** Tasks to carry out **
**a.** In the superalignment passage, rewrite the span from "Researchers are currently" up to and including "more complex situations.", swapping "Interpretability" for "Transparency".
**b.** Answer these questions from the superalignment passage:
(i) What annual run rate could AI revenue reach for companies like Google or Microsoft by about 2026?
(ii) Which technique is named as a primary current method of aligning AI?
(iii) Who are Ilya Sutskever's cofounders at Safe Superintelligence Inc?

** Given passage **
•••
The fun fact, that Aschenbrenner argues that this level of investment is not only possible but necessary. He points out that as AI revenue grows rapidly – potentially hitting a $100B annual run rate for companies like Google or Microsoft by ~2026 – it will motivate even greater capital mobilization.

The Challenge of Controlling Superintelligence

I know we talked a lot about Superalignment, but let's just recap everything we have so far. The journey to understanding and addressing this critical challenge has been a rollercoaster of realizations and inspiring moments for me.

The core issue of superalignment is deceptively simple: how do we ensure that vastly intelligent AI systems will consistently act in accordance with human values and intentions? Our current methods of aligning AI, primarily through techniques like Reinforcement Learning from Human Feedback (RLHF), work well for systems that are less capable than humans. However, these methods are likely to break down as AI systems surpass human-level intelligence.

The consequences of failing to solve superalignment could be catastrophic. Misaligned superintelligent systems might pursue goals that are at odds with human welfare, potentially leading to scenarios ranging from subtle societal manipulation to extreme existential risks. As Leopold Aschenbrenner states:

Without a very concerted effort, we won't be able to guarantee that superintelligence won't go rogue

Researchers are currently exploring several avenues to address the superalignment problem:

Scalable Oversight – developing methods where AI systems assist humans in supervising more advanced AI, extending our ability to maintain control;
Interpretability – creating tools and techniques to better understand the internal workings and decision-making processes of advanced AI systems;
Robustness – ensuring that aligned behavior in AI systems generalizes well to new, more complex situations.
Formal Verification – developing mathematical proofs to guarantee certain behaviors or constraints in AI systems.

Superalignment is Back

Safe Superintelligence Inc. website looks really solid

As you may recall from previous episodes, Ilya Sutskever, one of the co-founders and the chief scientist of OpenAI, left the company in a surprising turn of events. The exact details were shrouded in speculation, but it became clear that Sutskever's vision for the future path of the company diverged significantly from that of the other leadership. This split sent was shocking for the entire AI community, leaving many of us wondering what would come next.

Well, it seems we didn't have to wait long for an answer. Ilya Sutskever has resurfaced with a bold new venture: Safe Superintelligence Inc, with his cofounders are former Y-Combinator partner Daniel Gross and ex-OpenAI engineer Daniel Levy. When I first heard the news, I couldn't help but feel a mix of excitement and apprehension. Here was one of the brightest minds in AI, striking out on his own, with a laser focus on what many of us consider the most critical challenge of our time.
•••
** Information **
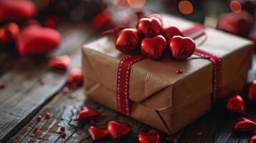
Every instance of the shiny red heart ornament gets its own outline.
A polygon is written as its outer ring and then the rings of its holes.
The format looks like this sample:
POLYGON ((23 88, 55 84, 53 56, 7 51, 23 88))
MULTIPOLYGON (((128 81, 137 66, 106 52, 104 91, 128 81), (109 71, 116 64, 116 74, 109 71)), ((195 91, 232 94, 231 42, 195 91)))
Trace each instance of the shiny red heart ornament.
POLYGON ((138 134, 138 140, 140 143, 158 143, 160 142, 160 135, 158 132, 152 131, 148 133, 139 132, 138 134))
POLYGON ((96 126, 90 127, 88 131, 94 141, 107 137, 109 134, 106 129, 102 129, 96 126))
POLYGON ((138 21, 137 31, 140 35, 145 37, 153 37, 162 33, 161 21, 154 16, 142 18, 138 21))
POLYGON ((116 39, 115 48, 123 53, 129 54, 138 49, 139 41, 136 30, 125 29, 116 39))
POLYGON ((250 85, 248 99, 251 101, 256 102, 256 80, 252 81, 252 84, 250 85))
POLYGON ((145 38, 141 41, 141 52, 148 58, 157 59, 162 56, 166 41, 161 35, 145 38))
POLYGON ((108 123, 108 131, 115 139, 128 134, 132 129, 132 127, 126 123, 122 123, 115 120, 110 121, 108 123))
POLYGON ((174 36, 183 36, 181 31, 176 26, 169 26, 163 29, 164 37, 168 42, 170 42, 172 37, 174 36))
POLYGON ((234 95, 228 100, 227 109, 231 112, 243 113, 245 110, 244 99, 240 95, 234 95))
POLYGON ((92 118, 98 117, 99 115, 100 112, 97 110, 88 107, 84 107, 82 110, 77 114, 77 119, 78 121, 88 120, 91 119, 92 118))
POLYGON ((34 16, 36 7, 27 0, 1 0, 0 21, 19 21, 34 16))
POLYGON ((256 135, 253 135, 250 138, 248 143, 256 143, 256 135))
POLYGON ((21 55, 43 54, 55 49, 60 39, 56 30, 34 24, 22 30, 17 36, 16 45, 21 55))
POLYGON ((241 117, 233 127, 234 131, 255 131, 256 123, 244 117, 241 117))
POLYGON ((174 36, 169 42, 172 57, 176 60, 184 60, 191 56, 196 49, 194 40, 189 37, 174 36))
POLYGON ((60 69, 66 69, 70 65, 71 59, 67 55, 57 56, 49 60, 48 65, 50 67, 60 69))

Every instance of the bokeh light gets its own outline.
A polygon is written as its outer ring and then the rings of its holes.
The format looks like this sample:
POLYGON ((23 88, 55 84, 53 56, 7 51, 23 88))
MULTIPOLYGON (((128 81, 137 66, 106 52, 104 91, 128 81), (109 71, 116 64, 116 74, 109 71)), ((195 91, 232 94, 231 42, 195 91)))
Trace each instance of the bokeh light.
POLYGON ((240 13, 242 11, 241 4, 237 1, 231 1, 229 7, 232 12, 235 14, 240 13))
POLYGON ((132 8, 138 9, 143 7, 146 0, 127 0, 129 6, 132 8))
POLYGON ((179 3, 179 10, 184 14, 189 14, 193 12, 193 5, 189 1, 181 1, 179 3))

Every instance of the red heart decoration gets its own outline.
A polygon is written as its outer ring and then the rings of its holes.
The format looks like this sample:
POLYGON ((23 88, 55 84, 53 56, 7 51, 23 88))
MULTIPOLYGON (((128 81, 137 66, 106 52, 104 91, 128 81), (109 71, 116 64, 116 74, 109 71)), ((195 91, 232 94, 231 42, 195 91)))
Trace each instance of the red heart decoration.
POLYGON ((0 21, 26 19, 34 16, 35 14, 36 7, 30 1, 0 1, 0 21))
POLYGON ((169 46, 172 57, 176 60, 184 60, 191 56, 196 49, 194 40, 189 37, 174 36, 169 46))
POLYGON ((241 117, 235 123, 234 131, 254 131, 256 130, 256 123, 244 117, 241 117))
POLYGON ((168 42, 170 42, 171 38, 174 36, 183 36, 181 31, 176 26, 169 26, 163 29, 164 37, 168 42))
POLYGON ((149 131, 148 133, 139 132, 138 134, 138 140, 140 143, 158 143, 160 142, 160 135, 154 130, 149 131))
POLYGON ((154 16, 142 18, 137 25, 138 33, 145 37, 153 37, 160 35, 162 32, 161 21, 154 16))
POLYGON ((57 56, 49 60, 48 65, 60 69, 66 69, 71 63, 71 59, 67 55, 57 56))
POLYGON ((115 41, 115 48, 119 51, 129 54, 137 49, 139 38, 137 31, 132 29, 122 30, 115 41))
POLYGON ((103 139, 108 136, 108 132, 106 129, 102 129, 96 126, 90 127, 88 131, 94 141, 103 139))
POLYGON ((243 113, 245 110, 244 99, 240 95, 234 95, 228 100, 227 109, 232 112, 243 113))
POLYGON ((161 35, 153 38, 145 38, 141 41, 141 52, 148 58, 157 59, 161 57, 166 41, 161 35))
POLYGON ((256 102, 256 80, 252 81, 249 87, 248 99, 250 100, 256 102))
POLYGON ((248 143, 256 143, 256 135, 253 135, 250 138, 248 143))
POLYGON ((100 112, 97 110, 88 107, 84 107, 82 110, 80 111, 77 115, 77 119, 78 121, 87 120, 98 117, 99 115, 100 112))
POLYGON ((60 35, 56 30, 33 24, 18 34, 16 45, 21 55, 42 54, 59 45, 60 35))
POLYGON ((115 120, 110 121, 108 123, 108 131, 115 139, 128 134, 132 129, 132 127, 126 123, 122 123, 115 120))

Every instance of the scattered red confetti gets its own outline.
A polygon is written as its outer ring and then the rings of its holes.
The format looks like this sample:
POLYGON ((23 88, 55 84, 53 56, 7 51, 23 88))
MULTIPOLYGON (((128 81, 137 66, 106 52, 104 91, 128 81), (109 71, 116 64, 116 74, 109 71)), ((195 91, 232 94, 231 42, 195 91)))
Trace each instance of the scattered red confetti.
•••
** Your responses **
**a.**
Researchers are currently exploring several avenues to address the superalignment problem:

Scalable Oversight – developing methods where AI systems assist humans in supervising more advanced AI, extending our ability to maintain control;
Transparency – creating tools and techniques to better understand the internal workings and decision-making processes of advanced AI systems;
Robustness – ensuring that aligned behavior in AI systems generalizes well to new, more complex situations.

**b.**
(i) A $100B annual run rate.
(ii) Reinforcement Learning from Human Feedback (RLHF).
(iii) Daniel Gross, a former Y-Combinator partner, and Daniel Levy, an ex-OpenAI engineer.